++++ Input data
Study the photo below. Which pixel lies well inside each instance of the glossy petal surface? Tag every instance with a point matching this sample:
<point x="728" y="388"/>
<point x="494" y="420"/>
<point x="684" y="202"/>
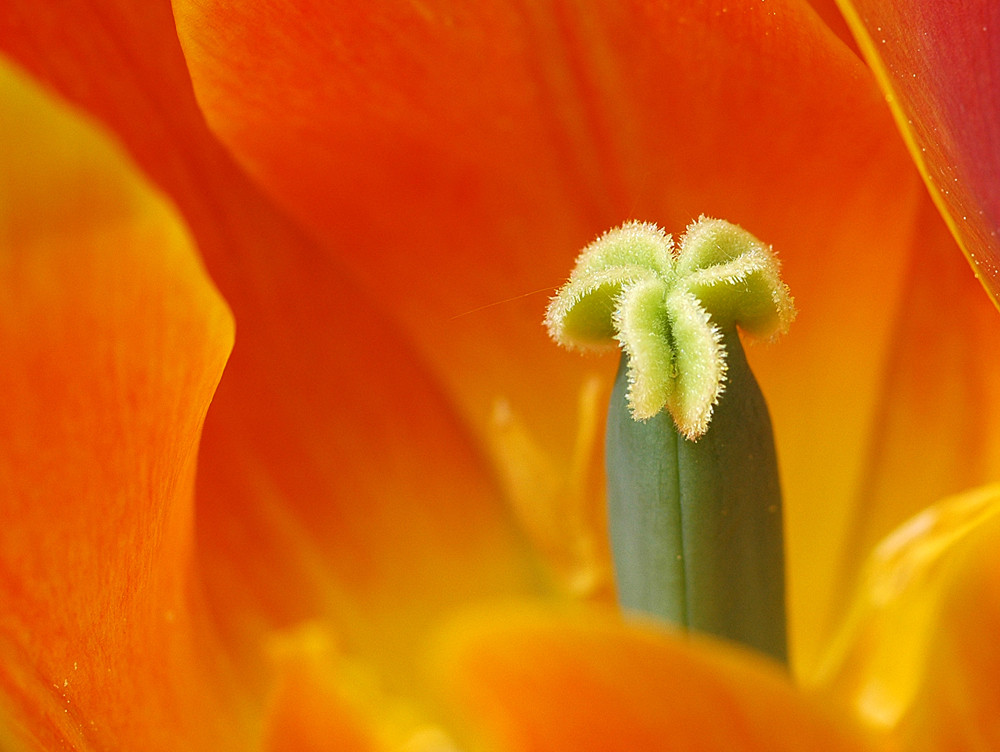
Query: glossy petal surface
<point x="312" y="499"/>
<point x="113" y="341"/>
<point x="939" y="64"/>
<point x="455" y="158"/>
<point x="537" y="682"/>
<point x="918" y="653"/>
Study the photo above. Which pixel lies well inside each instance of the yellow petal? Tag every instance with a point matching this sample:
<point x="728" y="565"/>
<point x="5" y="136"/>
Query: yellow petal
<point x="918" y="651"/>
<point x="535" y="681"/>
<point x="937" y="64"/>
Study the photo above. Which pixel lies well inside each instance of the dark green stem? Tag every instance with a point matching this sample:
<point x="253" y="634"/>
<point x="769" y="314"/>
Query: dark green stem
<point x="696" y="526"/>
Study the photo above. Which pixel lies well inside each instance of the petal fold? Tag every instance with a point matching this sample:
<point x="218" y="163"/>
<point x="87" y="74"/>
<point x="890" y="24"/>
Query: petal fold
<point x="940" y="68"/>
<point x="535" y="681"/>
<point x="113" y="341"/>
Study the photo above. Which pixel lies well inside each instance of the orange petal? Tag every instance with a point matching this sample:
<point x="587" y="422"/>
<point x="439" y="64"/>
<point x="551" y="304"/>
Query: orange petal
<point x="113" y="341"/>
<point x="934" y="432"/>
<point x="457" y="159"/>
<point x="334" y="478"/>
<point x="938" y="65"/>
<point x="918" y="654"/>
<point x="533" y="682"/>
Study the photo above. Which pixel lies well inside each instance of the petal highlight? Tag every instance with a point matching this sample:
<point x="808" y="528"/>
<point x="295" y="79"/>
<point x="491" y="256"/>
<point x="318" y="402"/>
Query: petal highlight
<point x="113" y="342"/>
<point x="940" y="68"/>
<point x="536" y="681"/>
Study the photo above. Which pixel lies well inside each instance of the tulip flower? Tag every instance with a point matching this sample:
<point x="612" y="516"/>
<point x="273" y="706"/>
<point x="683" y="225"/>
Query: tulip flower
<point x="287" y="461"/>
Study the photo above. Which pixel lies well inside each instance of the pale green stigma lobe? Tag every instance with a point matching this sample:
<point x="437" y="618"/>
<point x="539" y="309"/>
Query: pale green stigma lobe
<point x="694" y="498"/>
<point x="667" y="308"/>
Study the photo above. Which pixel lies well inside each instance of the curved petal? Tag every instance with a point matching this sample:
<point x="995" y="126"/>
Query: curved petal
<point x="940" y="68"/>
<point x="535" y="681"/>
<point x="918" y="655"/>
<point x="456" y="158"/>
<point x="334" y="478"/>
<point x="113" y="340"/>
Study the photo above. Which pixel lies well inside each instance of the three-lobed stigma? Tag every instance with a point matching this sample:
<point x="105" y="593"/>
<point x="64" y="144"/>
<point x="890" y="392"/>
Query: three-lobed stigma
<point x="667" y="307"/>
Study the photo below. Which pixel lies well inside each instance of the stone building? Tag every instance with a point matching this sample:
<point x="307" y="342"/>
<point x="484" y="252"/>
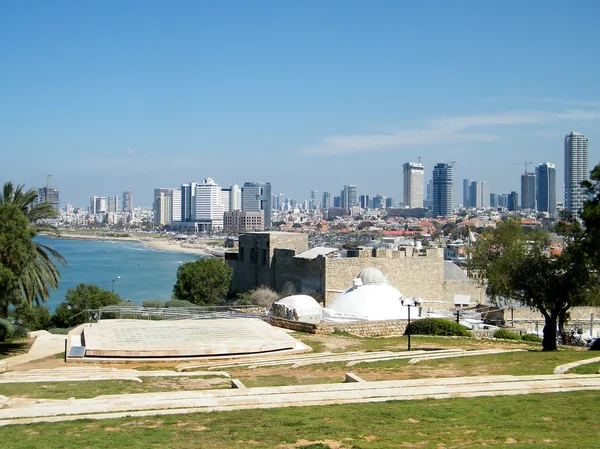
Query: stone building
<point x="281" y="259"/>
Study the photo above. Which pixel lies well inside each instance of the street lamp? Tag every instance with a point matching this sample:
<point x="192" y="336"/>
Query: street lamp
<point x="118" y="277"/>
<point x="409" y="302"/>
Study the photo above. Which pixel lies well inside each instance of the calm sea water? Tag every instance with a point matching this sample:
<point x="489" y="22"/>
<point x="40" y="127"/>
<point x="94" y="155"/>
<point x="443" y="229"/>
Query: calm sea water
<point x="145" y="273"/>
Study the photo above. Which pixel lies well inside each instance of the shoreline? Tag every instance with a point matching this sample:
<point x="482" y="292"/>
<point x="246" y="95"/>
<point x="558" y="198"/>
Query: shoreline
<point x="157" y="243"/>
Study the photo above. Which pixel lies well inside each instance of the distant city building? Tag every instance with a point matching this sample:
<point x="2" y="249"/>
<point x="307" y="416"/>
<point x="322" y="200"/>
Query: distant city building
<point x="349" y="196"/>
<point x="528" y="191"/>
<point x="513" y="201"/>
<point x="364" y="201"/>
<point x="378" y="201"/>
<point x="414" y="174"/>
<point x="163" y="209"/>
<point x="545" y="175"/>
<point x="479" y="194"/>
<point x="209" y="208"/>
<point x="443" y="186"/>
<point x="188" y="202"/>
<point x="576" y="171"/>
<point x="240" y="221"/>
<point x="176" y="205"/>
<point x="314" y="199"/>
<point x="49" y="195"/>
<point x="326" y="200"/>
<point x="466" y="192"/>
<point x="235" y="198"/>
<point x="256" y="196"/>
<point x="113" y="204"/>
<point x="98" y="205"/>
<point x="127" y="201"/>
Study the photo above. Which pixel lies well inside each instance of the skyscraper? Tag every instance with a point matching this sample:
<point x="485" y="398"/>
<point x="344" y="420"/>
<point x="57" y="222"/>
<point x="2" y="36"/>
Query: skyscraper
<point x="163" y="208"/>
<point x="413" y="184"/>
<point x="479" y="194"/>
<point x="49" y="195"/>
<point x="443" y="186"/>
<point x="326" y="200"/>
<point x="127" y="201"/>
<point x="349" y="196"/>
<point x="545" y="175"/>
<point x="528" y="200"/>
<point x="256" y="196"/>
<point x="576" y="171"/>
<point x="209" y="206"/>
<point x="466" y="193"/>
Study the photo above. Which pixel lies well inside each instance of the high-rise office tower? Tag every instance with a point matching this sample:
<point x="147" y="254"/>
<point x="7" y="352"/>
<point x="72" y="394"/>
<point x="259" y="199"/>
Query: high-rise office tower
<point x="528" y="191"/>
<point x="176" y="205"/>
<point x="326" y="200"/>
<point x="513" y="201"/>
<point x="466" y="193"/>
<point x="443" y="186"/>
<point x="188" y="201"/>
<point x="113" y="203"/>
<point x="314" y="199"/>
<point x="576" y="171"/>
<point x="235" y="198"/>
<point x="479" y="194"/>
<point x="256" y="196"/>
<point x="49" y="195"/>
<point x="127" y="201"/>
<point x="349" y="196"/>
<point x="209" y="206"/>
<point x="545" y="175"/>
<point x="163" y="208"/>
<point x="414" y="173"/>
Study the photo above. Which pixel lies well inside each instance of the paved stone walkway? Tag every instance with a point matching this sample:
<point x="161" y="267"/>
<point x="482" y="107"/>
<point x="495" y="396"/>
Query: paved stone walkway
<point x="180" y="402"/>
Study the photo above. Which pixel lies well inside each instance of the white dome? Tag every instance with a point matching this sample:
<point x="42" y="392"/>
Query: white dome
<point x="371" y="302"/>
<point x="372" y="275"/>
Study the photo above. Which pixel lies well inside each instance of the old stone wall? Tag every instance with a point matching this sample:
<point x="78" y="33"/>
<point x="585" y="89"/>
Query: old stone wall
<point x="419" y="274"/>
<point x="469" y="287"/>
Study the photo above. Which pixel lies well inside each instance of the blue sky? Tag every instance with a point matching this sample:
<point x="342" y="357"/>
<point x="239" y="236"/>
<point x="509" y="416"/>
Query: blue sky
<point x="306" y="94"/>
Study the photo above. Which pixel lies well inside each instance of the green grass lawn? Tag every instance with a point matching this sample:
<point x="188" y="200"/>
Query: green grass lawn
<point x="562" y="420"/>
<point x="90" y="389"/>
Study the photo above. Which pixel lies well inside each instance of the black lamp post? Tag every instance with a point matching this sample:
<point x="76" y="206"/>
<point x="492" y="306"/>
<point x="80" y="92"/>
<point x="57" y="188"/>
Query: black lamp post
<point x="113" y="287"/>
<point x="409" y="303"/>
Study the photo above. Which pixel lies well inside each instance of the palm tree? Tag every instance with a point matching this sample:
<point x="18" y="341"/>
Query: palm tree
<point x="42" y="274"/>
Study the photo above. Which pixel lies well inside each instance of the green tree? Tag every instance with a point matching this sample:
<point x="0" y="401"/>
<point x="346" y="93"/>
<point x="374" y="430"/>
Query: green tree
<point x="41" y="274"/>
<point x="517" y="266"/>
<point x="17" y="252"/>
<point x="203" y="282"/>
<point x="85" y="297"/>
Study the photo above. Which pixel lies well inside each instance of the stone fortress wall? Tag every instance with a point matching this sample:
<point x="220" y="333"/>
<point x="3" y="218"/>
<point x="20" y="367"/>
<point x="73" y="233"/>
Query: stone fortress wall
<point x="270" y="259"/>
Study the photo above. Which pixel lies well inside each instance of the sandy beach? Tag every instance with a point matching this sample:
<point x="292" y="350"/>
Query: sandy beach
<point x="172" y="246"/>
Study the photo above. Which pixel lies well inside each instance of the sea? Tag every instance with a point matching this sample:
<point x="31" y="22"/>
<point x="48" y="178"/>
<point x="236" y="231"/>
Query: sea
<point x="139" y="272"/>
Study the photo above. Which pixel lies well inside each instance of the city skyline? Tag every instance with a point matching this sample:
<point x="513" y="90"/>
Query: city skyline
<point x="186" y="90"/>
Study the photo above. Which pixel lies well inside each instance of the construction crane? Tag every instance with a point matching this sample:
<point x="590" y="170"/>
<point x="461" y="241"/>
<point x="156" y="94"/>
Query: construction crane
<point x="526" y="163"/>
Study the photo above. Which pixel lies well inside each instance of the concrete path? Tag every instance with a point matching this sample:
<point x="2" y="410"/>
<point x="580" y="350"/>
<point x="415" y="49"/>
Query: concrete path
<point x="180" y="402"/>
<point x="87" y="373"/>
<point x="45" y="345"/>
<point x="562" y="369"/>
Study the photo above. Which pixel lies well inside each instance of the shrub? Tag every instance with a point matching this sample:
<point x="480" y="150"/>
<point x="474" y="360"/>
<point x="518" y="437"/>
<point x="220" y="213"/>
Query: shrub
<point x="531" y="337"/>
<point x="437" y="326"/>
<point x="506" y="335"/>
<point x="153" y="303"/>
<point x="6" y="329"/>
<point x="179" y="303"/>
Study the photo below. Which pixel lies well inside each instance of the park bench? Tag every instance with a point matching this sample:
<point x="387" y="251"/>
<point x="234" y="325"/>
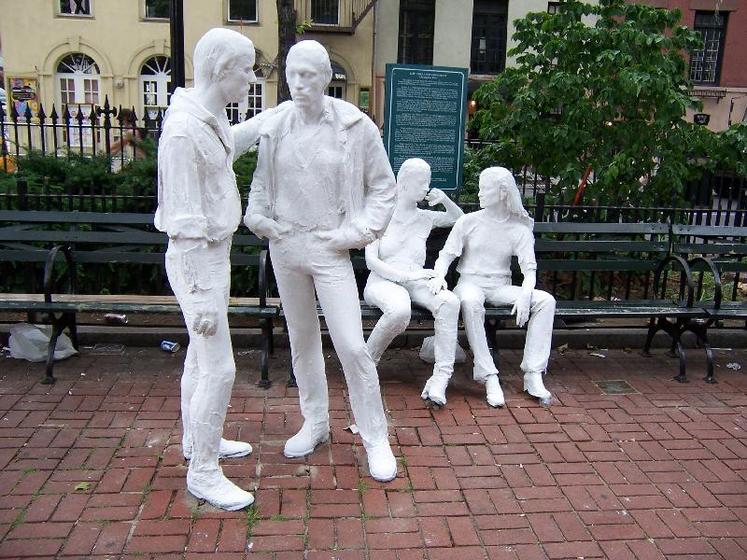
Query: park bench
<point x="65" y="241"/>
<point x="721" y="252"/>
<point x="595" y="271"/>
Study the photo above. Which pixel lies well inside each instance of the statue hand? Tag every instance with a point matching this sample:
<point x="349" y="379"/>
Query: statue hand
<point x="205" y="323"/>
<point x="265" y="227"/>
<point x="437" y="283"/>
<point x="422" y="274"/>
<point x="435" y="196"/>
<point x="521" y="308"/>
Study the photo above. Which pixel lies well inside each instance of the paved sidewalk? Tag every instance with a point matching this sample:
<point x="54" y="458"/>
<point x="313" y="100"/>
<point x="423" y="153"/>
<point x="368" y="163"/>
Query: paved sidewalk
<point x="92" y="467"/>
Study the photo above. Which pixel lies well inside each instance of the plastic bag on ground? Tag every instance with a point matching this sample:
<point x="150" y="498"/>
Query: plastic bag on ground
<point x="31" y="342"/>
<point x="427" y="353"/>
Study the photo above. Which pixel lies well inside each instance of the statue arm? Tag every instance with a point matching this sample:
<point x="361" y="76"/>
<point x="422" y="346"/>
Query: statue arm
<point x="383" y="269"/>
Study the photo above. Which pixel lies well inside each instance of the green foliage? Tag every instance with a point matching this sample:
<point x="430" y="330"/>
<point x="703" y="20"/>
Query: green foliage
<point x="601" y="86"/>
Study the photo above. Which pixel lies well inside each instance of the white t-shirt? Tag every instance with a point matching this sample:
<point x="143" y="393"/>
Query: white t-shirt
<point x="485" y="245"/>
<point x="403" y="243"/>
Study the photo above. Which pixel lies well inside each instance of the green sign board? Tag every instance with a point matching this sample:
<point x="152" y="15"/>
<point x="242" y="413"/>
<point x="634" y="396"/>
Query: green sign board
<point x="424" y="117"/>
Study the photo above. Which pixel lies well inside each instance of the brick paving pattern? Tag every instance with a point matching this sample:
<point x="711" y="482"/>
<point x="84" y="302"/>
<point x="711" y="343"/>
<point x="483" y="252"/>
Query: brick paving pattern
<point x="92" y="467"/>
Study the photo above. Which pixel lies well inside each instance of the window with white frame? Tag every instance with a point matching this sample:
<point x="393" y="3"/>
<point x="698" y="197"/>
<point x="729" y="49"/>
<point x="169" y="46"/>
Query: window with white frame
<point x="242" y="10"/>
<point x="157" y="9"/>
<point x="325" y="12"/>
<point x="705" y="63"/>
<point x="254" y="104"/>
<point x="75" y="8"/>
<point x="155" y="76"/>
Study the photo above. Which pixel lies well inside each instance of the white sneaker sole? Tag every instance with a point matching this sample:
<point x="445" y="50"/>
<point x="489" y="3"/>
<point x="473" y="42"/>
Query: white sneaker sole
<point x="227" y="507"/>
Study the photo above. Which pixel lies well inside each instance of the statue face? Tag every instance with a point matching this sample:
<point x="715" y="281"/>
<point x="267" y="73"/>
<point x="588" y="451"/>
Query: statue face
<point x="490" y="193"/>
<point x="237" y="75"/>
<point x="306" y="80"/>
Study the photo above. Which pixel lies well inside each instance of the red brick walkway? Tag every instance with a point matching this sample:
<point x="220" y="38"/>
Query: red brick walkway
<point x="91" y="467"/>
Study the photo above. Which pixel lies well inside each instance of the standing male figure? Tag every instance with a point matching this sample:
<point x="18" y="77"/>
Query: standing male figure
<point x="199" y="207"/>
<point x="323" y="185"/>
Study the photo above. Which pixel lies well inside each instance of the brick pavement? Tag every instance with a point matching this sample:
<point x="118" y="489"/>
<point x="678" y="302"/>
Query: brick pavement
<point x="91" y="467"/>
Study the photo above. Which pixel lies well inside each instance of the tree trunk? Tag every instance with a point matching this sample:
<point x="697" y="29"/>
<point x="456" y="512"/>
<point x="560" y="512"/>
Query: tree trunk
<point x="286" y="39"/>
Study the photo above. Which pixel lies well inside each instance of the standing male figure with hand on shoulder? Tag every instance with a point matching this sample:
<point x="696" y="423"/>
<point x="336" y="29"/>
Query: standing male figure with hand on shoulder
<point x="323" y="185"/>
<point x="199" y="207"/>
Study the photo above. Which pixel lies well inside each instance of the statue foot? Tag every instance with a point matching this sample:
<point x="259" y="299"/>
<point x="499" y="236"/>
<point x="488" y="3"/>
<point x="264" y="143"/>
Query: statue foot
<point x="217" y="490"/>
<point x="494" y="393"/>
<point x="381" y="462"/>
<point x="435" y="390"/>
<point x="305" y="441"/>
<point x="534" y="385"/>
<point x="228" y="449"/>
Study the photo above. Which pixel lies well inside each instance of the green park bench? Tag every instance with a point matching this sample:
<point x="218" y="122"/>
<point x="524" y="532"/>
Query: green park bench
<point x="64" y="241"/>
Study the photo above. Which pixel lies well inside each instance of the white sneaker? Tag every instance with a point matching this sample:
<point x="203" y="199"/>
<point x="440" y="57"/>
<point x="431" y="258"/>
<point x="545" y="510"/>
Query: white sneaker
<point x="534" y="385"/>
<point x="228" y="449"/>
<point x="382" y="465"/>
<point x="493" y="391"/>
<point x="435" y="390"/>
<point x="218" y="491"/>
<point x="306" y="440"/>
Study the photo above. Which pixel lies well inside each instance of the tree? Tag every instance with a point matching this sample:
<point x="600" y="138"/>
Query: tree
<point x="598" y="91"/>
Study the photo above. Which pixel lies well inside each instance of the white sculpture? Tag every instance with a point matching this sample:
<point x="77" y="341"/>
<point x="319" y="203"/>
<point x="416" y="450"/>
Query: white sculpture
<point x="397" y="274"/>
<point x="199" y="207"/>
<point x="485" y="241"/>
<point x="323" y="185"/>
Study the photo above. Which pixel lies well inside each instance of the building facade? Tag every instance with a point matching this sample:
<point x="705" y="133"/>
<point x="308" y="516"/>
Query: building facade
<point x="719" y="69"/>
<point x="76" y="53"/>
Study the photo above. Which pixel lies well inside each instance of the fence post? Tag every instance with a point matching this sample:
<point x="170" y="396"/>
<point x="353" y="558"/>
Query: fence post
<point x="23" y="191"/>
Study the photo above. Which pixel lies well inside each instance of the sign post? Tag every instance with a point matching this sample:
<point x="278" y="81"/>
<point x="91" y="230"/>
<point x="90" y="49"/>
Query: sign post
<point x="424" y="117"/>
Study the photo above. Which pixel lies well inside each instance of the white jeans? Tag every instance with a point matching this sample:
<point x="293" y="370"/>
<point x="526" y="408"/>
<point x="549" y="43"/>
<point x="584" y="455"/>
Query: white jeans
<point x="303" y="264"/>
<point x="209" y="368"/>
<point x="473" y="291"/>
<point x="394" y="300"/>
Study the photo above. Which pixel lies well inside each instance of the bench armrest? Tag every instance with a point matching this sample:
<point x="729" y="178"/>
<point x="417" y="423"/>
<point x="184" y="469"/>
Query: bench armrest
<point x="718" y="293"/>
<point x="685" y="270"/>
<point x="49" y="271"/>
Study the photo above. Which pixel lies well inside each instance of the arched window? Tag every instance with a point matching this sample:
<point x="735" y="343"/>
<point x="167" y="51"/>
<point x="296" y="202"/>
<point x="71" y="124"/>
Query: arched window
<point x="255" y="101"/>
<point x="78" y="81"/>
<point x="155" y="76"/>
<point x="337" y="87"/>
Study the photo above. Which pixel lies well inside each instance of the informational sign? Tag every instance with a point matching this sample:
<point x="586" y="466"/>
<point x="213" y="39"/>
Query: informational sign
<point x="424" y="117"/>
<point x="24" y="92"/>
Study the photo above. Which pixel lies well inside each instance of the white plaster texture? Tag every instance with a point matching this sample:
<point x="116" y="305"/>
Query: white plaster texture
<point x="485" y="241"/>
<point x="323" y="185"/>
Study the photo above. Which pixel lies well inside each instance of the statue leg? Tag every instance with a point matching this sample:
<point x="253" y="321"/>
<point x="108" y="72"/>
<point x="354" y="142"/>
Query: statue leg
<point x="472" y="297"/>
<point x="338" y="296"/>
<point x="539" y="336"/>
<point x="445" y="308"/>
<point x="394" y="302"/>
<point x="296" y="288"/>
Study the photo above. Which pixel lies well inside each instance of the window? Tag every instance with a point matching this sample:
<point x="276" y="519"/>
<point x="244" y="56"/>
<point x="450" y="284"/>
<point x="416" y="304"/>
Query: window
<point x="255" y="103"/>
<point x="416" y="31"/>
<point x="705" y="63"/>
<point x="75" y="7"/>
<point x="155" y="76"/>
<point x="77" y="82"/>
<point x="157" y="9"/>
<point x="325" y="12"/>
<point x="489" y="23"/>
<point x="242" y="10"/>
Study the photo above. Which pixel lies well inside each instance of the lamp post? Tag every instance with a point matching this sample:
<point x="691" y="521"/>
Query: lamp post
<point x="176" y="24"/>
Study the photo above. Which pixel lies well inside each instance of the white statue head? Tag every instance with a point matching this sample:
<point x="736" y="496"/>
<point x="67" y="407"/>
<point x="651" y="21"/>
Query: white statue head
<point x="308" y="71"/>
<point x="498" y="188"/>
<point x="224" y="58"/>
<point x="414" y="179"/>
++++++++
Task goal:
Write out only the final block of lines, starting at the line with "the statue leg?" and running to the end of the material.

Response to the task:
Study the photo above. Which pixel lies well inside each instance of the statue leg? Tag every instance with a point matching this sample:
<point x="253" y="321"/>
<point x="108" y="72"/>
<point x="354" y="142"/>
Query: statue leg
<point x="472" y="297"/>
<point x="338" y="296"/>
<point x="539" y="336"/>
<point x="445" y="308"/>
<point x="394" y="302"/>
<point x="296" y="288"/>
Study the photo above. Which pixel lies well inside each instance of the window? Tag every instance with a point matching this sample:
<point x="276" y="519"/>
<point x="244" y="56"/>
<point x="450" y="284"/>
<point x="416" y="304"/>
Query: window
<point x="255" y="103"/>
<point x="416" y="31"/>
<point x="705" y="63"/>
<point x="75" y="7"/>
<point x="155" y="76"/>
<point x="77" y="82"/>
<point x="157" y="9"/>
<point x="325" y="12"/>
<point x="489" y="23"/>
<point x="242" y="10"/>
Study the photo above. Which pixel lies well inside each instance of the lamp post? Tag every instance with a point matching this sample:
<point x="691" y="521"/>
Query: lamp post
<point x="176" y="24"/>
Study the photo above. Which pixel lies well inside each instance of the white statue head? Tag every instance with a point matching this sample:
<point x="736" y="496"/>
<point x="67" y="407"/>
<point x="651" y="21"/>
Query: white statue head
<point x="308" y="71"/>
<point x="498" y="188"/>
<point x="224" y="58"/>
<point x="414" y="179"/>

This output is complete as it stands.